** START OF Dataset excerpts **
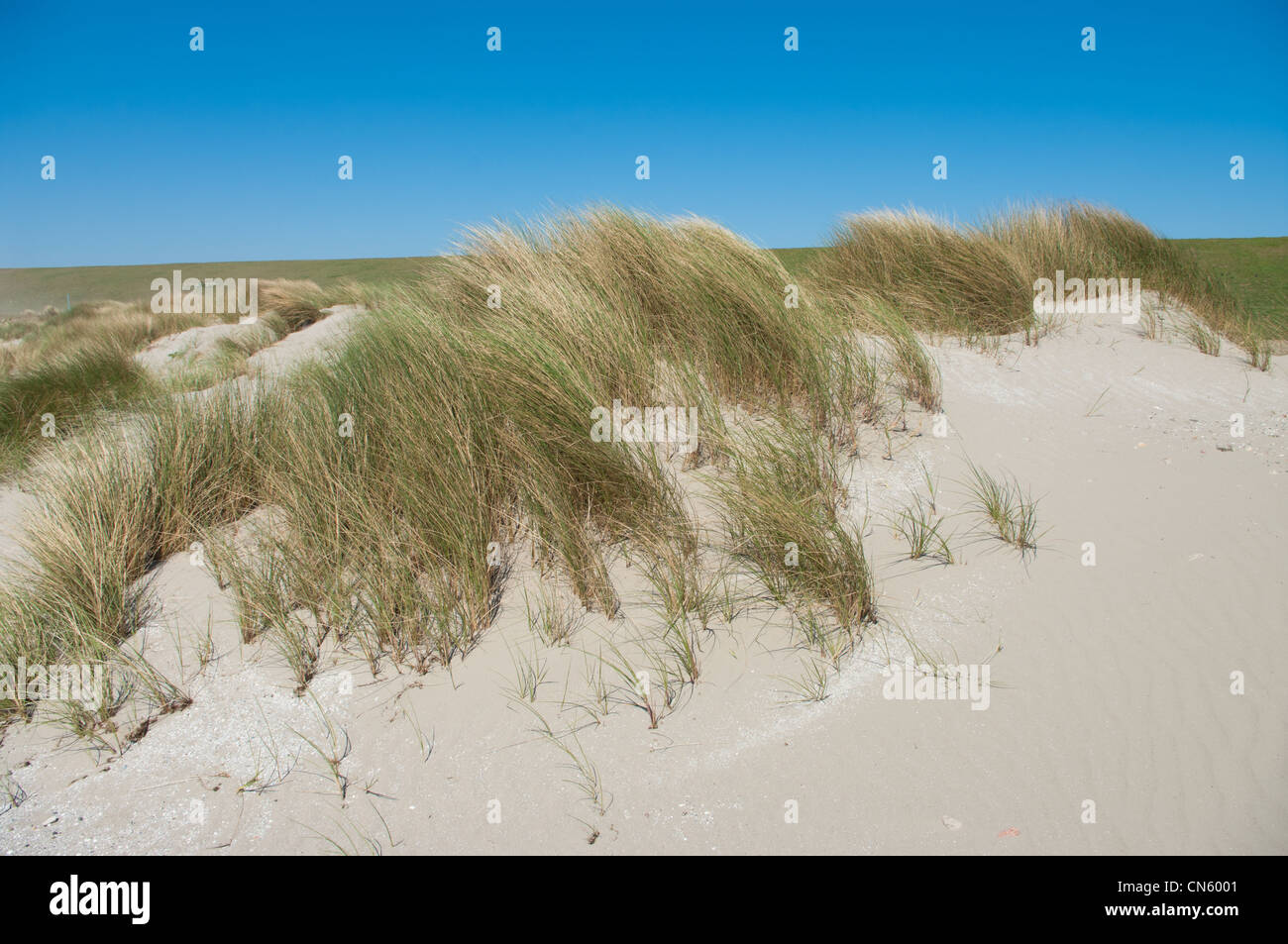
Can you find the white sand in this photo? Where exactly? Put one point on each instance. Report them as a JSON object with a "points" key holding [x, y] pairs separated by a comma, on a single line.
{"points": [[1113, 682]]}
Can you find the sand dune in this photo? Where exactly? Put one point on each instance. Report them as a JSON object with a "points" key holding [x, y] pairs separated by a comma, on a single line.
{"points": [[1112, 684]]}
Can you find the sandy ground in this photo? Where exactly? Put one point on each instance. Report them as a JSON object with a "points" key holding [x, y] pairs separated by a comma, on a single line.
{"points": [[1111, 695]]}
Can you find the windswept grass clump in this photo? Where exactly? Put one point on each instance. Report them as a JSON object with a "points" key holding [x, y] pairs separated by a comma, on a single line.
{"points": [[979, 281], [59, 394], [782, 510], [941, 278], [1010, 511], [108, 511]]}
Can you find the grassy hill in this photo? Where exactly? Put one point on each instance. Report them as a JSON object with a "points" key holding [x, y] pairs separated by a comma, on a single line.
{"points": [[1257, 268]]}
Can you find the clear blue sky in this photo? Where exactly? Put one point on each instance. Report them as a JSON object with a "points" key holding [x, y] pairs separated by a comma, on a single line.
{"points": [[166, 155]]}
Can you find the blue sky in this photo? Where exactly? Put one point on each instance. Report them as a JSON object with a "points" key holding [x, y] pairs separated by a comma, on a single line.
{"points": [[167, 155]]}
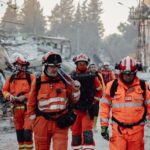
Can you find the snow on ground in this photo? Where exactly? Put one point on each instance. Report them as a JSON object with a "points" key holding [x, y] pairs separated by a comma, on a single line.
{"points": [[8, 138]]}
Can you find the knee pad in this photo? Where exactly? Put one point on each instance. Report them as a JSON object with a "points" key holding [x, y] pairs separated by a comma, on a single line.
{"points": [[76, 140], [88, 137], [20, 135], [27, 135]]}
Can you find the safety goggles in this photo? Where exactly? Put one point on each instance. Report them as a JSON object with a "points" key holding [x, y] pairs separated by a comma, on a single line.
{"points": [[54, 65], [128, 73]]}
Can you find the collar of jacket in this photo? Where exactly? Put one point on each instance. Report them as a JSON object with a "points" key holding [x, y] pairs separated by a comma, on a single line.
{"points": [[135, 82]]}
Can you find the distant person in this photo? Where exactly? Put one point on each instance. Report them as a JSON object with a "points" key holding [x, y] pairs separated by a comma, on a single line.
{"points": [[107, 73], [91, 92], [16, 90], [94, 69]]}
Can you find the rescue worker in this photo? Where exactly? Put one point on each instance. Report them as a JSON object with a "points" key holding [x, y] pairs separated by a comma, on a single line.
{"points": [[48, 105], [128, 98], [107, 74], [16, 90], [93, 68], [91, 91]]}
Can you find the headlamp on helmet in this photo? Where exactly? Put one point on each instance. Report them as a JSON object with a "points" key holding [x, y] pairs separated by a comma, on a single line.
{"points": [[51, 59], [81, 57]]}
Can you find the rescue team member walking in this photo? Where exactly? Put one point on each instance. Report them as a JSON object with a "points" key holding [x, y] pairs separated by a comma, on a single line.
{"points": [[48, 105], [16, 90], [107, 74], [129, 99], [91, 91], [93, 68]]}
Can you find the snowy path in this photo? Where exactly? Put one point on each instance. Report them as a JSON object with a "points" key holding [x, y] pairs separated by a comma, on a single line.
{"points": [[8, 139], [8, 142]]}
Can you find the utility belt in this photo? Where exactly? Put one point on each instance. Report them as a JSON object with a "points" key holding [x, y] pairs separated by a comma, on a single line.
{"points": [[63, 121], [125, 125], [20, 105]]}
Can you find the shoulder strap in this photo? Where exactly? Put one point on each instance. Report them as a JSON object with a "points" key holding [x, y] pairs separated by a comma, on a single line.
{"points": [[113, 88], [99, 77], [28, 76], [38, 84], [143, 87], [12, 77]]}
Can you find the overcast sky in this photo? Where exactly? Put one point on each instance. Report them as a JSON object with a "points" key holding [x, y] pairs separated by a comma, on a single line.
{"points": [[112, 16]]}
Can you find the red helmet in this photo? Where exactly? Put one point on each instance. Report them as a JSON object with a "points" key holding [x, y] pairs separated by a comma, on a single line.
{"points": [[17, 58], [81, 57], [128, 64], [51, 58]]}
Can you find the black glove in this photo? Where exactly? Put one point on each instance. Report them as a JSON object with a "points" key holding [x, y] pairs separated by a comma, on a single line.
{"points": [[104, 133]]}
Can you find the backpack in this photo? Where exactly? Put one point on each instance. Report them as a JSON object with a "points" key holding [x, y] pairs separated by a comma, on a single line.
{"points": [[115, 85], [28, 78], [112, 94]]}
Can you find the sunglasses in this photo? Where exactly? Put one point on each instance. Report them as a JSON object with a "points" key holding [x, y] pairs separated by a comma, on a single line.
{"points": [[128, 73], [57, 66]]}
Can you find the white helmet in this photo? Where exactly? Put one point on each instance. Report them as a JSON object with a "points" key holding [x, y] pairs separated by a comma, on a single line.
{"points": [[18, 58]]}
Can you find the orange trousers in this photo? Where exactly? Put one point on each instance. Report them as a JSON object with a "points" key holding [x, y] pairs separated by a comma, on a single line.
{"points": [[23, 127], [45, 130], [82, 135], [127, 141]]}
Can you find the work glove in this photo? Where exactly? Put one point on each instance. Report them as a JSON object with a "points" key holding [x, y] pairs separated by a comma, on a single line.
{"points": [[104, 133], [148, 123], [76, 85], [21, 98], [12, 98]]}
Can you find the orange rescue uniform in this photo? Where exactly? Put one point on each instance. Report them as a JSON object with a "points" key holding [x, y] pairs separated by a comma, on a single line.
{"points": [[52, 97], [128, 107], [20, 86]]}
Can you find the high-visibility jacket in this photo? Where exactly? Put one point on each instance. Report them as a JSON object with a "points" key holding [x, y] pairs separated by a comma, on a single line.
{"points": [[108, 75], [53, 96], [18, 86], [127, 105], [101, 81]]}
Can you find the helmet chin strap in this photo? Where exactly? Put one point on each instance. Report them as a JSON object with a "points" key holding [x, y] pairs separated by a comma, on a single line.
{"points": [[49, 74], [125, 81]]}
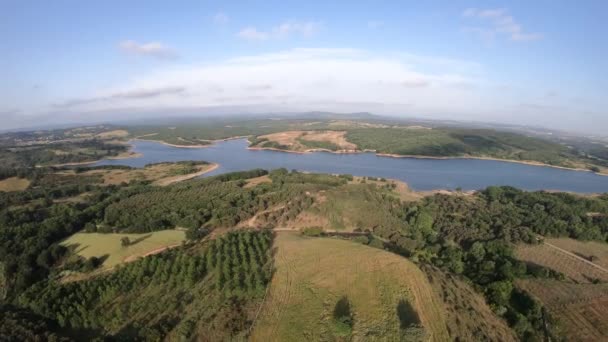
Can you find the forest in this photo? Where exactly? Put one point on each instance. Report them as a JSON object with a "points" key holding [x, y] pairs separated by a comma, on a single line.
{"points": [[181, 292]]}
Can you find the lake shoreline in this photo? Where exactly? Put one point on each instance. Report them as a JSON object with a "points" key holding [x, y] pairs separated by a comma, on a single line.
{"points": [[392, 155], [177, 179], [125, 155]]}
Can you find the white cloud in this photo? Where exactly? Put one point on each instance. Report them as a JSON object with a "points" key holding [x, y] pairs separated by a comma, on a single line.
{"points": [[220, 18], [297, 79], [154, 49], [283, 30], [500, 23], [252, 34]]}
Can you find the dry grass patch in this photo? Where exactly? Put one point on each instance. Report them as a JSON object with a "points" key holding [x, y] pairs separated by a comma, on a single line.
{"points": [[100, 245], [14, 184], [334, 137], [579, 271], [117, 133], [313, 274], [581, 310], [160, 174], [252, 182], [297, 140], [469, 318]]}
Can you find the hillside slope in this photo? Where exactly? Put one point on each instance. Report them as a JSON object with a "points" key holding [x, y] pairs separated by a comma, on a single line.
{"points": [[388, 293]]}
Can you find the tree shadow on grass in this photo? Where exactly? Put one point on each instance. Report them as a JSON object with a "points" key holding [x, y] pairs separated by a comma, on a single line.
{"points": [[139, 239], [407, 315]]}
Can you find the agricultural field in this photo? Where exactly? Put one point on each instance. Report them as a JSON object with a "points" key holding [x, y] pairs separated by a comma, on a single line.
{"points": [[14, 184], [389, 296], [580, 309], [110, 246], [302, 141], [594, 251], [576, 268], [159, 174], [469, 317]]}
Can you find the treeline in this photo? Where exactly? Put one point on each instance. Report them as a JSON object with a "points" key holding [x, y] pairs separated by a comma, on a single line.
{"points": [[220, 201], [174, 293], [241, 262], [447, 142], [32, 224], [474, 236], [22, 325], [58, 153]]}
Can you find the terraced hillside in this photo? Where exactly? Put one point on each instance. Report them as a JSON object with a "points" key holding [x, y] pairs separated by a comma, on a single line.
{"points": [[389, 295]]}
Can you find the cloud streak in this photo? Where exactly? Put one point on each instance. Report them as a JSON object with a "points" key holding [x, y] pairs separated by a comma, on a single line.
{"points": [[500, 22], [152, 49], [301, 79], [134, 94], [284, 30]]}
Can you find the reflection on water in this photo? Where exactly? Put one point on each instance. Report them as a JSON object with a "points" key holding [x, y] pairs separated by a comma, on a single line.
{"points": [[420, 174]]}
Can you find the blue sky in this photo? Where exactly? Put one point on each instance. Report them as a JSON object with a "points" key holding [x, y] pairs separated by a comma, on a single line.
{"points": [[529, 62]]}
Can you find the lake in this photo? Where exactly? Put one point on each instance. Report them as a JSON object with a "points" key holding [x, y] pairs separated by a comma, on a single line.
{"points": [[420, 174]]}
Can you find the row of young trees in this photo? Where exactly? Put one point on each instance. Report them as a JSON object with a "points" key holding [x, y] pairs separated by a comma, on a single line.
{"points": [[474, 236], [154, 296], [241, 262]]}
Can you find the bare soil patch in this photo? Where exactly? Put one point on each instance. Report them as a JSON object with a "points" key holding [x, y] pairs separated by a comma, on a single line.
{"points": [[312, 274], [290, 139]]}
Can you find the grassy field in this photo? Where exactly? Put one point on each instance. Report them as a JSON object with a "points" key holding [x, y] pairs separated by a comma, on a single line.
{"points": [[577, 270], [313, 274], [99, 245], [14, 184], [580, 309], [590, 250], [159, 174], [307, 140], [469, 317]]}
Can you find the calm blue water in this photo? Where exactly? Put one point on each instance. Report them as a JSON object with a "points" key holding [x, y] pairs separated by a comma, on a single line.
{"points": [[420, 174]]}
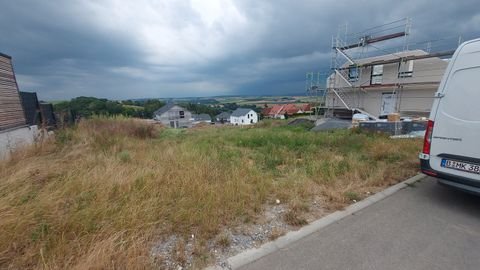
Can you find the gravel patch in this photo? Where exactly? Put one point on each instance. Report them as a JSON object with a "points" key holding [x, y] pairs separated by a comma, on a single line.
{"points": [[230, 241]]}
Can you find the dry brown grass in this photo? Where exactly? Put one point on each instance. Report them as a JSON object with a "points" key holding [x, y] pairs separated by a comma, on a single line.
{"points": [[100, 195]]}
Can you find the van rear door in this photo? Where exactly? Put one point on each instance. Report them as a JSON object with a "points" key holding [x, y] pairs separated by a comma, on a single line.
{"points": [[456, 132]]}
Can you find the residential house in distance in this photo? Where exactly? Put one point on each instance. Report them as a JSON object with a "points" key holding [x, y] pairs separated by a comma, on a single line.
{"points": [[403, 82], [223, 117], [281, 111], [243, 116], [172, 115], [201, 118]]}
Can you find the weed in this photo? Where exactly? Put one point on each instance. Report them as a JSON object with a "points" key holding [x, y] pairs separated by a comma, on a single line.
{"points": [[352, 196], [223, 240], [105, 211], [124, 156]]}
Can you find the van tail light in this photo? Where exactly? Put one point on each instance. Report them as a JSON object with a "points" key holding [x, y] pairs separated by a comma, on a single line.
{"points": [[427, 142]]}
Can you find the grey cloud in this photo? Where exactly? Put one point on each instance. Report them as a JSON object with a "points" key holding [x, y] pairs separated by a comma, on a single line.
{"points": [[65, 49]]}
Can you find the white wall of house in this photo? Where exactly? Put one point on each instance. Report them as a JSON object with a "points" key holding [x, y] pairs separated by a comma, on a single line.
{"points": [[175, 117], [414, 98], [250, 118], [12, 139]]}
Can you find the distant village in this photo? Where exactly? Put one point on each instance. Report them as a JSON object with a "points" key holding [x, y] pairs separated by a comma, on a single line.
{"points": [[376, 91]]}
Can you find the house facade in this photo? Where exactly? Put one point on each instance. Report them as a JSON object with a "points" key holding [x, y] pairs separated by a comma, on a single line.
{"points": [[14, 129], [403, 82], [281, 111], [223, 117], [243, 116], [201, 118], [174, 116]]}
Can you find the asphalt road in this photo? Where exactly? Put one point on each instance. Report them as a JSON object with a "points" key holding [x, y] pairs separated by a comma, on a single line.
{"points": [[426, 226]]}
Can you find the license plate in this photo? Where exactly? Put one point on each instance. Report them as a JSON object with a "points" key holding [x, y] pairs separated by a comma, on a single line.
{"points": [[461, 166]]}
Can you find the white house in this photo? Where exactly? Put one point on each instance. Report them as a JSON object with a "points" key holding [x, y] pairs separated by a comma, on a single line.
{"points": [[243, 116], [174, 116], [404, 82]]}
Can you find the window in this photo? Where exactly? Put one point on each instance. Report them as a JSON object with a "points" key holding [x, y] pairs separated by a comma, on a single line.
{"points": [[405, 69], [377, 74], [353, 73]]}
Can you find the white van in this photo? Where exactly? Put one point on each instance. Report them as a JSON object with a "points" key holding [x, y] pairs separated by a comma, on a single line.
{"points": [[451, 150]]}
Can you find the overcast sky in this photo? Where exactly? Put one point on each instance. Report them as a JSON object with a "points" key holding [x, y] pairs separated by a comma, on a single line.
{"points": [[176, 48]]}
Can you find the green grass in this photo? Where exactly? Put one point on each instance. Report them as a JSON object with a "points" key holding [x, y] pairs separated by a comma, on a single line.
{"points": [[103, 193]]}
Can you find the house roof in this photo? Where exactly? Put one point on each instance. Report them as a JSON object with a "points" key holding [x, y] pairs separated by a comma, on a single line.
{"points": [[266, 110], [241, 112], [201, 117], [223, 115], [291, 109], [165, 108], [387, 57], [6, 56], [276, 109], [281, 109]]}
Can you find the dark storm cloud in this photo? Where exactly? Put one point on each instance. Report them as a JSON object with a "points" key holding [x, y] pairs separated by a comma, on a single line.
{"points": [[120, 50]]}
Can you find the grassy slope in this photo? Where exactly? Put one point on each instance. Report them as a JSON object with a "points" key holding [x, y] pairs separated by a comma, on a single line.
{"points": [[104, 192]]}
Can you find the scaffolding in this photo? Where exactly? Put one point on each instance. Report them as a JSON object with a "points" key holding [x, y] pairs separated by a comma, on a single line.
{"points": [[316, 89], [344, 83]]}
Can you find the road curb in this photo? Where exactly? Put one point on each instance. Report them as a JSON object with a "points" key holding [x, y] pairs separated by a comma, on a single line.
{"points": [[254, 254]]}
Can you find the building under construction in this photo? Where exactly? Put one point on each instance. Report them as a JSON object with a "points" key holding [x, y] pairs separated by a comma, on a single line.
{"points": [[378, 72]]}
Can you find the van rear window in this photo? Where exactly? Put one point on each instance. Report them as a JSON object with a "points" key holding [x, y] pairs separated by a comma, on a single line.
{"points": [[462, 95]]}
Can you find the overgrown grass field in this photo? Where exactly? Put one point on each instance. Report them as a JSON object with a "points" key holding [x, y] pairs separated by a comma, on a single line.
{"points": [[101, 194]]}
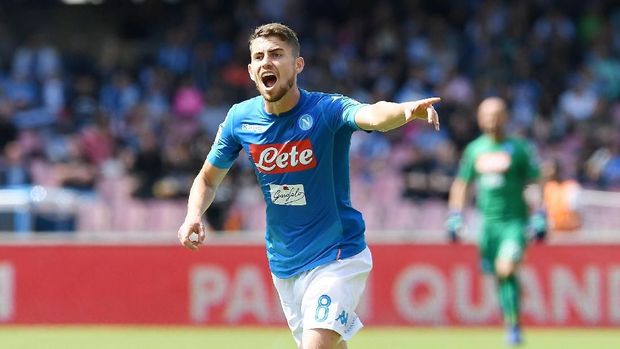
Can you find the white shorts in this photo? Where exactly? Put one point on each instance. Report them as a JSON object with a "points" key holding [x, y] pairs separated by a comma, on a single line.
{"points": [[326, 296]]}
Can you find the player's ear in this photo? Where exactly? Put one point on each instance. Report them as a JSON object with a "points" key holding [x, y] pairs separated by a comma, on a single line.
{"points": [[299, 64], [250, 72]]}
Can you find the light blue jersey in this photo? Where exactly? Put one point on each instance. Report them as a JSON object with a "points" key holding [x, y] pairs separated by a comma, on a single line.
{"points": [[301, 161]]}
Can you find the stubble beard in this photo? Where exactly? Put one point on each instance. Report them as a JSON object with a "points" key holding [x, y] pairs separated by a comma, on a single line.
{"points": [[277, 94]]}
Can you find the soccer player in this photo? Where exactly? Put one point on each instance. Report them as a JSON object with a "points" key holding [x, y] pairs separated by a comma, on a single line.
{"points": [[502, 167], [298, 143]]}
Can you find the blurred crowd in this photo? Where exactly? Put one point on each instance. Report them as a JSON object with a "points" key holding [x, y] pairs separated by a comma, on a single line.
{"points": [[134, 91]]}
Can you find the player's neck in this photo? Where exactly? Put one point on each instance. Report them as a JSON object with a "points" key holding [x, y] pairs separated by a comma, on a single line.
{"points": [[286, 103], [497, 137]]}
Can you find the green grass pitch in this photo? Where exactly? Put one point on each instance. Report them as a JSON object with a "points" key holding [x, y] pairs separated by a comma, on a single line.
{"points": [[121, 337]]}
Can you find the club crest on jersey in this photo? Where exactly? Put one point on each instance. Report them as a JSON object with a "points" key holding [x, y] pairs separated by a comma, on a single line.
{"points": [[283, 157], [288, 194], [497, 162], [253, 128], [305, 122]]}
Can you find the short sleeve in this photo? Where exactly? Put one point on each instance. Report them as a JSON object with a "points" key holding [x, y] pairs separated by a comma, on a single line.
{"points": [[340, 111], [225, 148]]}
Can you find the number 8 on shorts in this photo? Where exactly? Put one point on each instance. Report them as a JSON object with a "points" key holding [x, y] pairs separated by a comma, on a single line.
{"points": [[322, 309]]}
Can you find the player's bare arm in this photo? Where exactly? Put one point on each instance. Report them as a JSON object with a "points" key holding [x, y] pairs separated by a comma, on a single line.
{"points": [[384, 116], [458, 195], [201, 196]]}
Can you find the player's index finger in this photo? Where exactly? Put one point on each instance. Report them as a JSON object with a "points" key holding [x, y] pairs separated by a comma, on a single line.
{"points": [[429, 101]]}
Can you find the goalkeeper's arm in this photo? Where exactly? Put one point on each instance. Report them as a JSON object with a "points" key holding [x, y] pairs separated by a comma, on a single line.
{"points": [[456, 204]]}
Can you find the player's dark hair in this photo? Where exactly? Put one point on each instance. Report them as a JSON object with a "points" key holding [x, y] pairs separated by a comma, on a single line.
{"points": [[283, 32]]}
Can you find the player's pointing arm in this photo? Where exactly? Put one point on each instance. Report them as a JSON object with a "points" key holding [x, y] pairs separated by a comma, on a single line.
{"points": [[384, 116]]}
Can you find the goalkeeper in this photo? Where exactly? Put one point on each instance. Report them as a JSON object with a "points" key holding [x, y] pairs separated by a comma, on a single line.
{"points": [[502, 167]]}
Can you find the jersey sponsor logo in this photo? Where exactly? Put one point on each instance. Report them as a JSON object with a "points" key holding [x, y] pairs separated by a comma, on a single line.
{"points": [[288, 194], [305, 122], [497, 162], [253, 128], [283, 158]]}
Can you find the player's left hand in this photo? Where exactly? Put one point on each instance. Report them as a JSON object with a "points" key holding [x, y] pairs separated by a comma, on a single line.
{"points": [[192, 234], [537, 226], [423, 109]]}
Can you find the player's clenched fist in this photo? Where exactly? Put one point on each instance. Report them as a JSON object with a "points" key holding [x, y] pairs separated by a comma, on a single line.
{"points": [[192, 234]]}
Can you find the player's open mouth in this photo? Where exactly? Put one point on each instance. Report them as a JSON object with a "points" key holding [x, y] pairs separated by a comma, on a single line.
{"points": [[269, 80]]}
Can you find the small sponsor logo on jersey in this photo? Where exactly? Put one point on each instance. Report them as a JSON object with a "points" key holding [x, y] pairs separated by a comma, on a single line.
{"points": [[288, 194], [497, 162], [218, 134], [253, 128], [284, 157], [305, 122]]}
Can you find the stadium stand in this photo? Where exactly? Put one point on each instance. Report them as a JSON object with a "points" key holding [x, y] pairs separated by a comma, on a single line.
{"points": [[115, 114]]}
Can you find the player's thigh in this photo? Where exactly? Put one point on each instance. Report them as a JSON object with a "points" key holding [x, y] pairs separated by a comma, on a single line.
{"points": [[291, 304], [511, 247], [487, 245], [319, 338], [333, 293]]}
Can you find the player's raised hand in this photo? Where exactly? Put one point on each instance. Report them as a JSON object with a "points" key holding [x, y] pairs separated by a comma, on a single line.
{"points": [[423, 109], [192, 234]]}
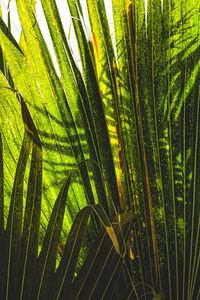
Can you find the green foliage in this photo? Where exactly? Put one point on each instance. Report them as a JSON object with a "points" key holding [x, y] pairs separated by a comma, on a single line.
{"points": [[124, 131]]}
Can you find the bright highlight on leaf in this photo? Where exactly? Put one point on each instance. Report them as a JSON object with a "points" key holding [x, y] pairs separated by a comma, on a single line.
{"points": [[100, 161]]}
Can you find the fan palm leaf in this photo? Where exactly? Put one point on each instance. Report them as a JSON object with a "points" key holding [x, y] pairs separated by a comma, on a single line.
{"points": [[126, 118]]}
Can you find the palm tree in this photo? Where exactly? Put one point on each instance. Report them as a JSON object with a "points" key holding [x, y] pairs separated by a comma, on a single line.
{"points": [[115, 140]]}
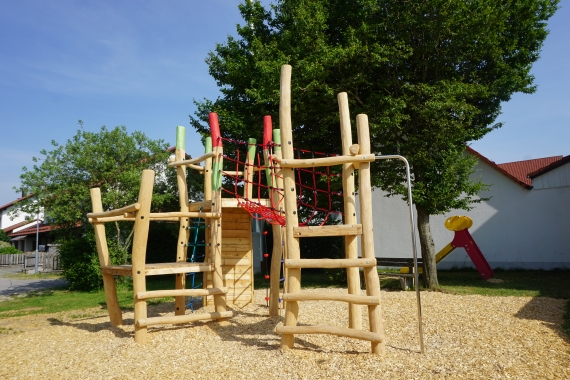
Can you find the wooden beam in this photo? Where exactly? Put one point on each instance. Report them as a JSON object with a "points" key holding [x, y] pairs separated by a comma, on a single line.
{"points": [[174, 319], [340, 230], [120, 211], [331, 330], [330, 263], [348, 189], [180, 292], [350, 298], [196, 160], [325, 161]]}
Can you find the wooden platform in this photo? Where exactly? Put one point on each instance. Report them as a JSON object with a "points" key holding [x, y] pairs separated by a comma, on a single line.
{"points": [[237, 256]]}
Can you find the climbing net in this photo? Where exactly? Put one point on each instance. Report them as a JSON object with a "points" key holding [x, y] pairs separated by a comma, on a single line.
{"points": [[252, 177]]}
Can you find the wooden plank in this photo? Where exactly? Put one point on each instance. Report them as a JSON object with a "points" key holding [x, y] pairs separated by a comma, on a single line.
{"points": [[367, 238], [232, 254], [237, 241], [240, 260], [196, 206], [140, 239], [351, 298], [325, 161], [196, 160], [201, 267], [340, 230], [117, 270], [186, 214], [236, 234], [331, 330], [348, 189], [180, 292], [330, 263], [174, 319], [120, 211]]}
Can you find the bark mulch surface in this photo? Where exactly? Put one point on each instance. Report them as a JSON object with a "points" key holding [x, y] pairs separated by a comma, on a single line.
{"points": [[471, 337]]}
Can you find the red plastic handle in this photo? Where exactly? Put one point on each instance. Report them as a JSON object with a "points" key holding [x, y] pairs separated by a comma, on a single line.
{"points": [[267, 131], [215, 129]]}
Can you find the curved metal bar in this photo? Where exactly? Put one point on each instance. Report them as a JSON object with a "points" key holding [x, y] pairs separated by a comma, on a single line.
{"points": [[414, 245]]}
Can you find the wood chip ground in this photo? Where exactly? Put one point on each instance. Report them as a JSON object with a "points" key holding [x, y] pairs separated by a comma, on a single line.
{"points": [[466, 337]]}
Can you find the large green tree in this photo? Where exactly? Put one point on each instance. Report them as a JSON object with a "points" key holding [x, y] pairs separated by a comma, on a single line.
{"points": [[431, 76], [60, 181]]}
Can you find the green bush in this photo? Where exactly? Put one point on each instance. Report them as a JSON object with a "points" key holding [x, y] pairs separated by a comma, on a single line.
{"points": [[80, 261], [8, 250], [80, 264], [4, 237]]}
** END OF Dataset excerpts **
Set out exactly the run of lines that begins at the line holding "Can you find the curved" and ends at the last line of the data.

[Task result]
Can you find the curved metal bar in this photo? Where exactly? Put one point on each instance. Report them as a JSON object with a "points" key holding [x, y] pairs separated by a comma, on a single line.
{"points": [[414, 245]]}
Can you find the wood chip ground in this photo? Where exactly? Put one point on each instance. Report them as a JSON object with a "points" key holding [x, y] pairs separated by a comma, on a single line.
{"points": [[466, 337]]}
Can you find the large green tree in this photo? Where exactly? Put one point on each instance. Report them as a JSON object with a "points" key holding [x, y] pairs separated by a comma, on a single line.
{"points": [[431, 76], [60, 181]]}
Can you find the green bush in this photo? Where exactly? Put one point on each instance. Report them as a JSON object with a "points" key holding [x, y] pairs separated by a comma, on a single line.
{"points": [[80, 261], [8, 250], [80, 264], [4, 237]]}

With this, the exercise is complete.